**** Information provided ****
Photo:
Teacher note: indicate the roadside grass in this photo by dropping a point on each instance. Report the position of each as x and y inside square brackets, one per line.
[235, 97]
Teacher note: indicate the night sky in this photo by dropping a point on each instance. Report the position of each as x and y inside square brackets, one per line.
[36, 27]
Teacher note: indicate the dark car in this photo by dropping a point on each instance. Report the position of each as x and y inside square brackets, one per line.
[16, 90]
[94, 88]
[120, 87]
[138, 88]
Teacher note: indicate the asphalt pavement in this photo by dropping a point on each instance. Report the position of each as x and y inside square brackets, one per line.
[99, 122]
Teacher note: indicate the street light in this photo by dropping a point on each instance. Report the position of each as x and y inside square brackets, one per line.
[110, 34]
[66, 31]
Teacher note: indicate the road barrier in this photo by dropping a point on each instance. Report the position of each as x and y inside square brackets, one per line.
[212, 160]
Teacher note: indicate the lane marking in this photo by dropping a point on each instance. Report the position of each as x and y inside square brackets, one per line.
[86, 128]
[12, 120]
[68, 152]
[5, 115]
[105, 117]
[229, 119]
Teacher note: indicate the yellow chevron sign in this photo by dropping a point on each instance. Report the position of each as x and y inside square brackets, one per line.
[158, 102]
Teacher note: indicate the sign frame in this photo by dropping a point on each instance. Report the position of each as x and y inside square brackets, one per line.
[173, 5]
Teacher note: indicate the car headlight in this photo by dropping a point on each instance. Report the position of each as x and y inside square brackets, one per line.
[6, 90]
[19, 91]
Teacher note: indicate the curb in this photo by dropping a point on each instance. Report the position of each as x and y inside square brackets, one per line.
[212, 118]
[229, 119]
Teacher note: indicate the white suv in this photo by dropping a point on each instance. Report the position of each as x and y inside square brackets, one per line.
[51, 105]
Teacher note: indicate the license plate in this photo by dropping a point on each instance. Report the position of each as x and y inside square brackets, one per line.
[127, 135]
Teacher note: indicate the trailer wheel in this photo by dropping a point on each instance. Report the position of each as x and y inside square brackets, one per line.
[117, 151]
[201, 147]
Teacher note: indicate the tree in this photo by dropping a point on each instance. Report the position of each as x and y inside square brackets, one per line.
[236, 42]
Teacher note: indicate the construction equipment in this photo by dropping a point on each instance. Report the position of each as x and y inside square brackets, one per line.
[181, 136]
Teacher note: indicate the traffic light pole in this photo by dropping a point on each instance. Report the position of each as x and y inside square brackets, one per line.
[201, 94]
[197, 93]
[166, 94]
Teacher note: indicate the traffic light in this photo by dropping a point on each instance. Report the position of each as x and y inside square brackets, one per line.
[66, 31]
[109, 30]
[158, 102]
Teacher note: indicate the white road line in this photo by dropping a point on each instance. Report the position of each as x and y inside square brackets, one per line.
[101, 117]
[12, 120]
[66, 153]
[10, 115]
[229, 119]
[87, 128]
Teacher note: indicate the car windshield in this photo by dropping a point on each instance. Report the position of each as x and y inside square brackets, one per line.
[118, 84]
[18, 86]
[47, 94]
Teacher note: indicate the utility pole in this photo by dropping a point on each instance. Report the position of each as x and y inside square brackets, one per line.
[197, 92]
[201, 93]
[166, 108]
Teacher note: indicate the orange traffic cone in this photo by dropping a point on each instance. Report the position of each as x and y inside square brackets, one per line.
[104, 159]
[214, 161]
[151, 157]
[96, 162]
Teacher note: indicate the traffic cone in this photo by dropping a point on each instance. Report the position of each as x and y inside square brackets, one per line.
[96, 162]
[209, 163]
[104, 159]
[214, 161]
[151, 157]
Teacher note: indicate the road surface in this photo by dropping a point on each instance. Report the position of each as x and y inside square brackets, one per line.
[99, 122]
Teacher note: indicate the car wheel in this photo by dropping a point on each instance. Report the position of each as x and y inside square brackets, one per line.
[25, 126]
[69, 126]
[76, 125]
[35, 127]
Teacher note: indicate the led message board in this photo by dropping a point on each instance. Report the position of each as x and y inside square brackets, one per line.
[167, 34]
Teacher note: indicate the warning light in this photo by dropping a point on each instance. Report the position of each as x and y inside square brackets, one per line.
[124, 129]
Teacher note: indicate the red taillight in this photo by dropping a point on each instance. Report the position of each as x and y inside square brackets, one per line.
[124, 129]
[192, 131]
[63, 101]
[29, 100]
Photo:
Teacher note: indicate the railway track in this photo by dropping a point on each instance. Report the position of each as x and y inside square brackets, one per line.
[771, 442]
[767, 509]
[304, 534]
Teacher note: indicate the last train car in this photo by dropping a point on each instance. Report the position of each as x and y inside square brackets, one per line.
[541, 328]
****
The problem => The answer must be the full listing, repeated word for word.

Task result =>
Photo:
Teacher note: indicate the roadside grass in this photo by dropping a point on each instance. Report the position of each as x and y inside square brackets, one per line.
[235, 97]
Teacher note: indicate the night sky in this photo by dropping a point on each instance. Report the position of each as x and y inside square brackets, one per line.
[36, 27]
Teacher note: indicate the dark car in this photo by dropping a point on each instance. Report the position of each as x and y inside square brackets, one per line.
[16, 90]
[94, 88]
[120, 87]
[138, 88]
Teacher note: indicate the asphalt pavement in this photo by dropping a point on each instance. Report the position of each as x and y inside square brackets, one per line.
[99, 122]
Teacher note: indicate the street light in this photo by dropping a point on each instance. Report the position of each as x and y inside square brackets, one per line.
[110, 34]
[66, 31]
Teacher note: indicate the road barrier in this photo by dropping a point on each instance. Report the position of each as x and y inside square brackets, one per line.
[212, 160]
Teacher note: indicate the lane marking in this photo by dropping a point on each instance. Report the position of each as x and y inside square brackets, one per line.
[86, 128]
[12, 120]
[68, 152]
[5, 115]
[105, 117]
[229, 119]
Teacher note: indicate the yellow chevron sign in this photo by dropping a point on each instance. Report the position of each as x and y inside square brackets, one per line.
[158, 102]
Teacher note: indicate the sign frame in this photo by dropping a point on each instance. Report the position of each as x and y inside square brackets, one per line.
[173, 5]
Teacher note: indicate the car headlight in this photo by dropping a point on each instance. Report the position of each as x and y inside square brackets, one per line.
[6, 90]
[19, 91]
Teacher note: indicate the curb in this photo by dropping a point on each instance. Report the position of each as x and y inside square brackets, one per line.
[212, 118]
[229, 119]
Teacher note: indicate the white suv in this photo by dropping a point on each instance. Report the position of each as x and y inside square brackets, one per line.
[51, 105]
Teacher note: indicate the license plate in this photo by dropping a point on each instance. Report the position of each as x and y inside square brackets, one per line.
[127, 135]
Teacher note: indicate the trailer wheel in this photo by dropping a point on each instance. Report the position of each as x and y inside square brackets, one per line.
[117, 151]
[201, 147]
Teacher note: indicate the tree in this photo by dropping a point on each instance. Report the position of each as x and y inside square brackets, one per line.
[236, 42]
Teacher note: indicate the construction equipment in this photo by dropping a point on each instance. Report the position of each as x and y inside square brackets, one per line.
[181, 136]
Teacher note: indicate the traffic light pole in this photo by dropping a point on each instance. Report the position of each as x and y inside square brackets, one per line.
[201, 94]
[197, 93]
[166, 94]
Teacher note: indicate the traffic light in this photo by dropping a point on each instance. Report the position of each as x and y inside square brackets, one per line.
[66, 31]
[109, 30]
[158, 102]
Teacher note: indicate the white road line in this photo by dropping a point on each instance. Report the position of each as x and y inside square brackets, one per line.
[101, 117]
[12, 120]
[66, 153]
[10, 115]
[229, 119]
[87, 128]
Teacher note: indicate the car windshield in this photo by dropping a point on each instance. Report the position of each as x and y inside square brackets, one per line.
[118, 84]
[18, 86]
[47, 94]
Teacher note: indicate the utility pole in this photo by dropping a point on each instance. Report the position of each as x and y inside square brackets, one per line.
[197, 92]
[201, 93]
[166, 108]
Teacher note: indicate the orange traffic cone in this photo by dropping a point on each instance. Report the position of each as x and y inside square brackets, one per line.
[104, 159]
[214, 161]
[151, 157]
[96, 162]
Teacher note: indicate the traffic cone in this photo by dropping a point on each instance. Report the position of each as x and y inside square brackets, one per line.
[96, 162]
[209, 163]
[104, 159]
[214, 161]
[151, 157]
Teacher note: indicate the road surface in this photo by dropping a point on each instance. Report the position of each as x and y inside square brackets, one per line.
[99, 122]
Teacher note: indicate the car wheel in this photo by dropping a point on each instance. Report the position of each as x and y inside square brackets, one per line.
[25, 126]
[69, 126]
[76, 125]
[35, 127]
Teacher note: indicate the led message board in this photo by dropping a point on each instance. Report the position of each as x and y inside square brackets, one per line.
[167, 34]
Teacher note: indicate the warning light in this photo by dropping a point on each instance. Report the position of each as x and y inside square brackets, one per line.
[124, 129]
Teacher note: indicate the red taillight in this photo by dropping a point on each instance. Report the position of each as x and y inside square brackets, one per line.
[124, 129]
[192, 131]
[63, 101]
[29, 100]
Photo:
Teacher note: indicate the railway track in this photo by dropping a point on each instance. Report the position of each as x and y inside square brackets, one per line.
[771, 442]
[767, 509]
[304, 534]
Teacher note: indicate the last train car in this photo by dropping a point on each instance. Report the position of each as x and y inside square brackets, one per line.
[541, 328]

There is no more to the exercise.